● The problem
Output exactly the lines from the one with "SAMPLE = x=451, y=100" through the last line of the data below, both included, and nothing more.

[Collected data]

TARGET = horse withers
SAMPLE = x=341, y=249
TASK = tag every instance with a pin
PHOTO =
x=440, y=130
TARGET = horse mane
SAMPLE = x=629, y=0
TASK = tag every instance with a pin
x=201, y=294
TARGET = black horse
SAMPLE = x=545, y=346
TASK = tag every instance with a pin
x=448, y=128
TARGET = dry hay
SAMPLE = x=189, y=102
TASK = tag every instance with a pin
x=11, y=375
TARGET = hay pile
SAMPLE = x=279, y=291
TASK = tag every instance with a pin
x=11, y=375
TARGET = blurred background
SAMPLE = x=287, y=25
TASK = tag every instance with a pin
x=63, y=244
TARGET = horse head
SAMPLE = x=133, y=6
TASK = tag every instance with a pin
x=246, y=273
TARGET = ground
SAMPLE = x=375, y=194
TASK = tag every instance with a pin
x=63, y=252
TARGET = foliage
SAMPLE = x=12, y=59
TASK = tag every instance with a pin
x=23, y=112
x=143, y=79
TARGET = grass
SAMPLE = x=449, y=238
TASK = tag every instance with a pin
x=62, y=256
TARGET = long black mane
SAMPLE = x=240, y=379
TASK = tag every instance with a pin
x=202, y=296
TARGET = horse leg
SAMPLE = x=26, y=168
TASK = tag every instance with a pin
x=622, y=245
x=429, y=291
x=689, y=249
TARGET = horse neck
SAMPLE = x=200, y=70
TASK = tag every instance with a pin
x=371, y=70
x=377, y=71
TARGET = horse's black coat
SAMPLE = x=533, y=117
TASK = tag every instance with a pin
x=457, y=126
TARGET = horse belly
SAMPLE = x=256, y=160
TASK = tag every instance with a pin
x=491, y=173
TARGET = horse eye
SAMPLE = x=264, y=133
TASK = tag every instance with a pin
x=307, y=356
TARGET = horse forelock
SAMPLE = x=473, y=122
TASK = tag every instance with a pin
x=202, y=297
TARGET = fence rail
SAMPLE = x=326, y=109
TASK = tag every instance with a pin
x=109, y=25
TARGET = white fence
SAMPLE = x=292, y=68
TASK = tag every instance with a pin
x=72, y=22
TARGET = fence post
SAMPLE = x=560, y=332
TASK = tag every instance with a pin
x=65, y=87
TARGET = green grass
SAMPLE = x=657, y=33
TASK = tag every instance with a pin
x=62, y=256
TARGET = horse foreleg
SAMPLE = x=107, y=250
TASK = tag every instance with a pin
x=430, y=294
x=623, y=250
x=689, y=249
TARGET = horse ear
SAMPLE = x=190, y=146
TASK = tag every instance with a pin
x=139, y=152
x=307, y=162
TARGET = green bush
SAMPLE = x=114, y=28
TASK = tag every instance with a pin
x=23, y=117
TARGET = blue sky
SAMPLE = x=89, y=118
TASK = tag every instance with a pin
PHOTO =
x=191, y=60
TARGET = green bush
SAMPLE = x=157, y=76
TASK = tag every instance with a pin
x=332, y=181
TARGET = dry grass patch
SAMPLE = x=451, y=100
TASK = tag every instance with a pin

● Written solution
SAMPLE = x=451, y=100
TASK = tag every instance with a pin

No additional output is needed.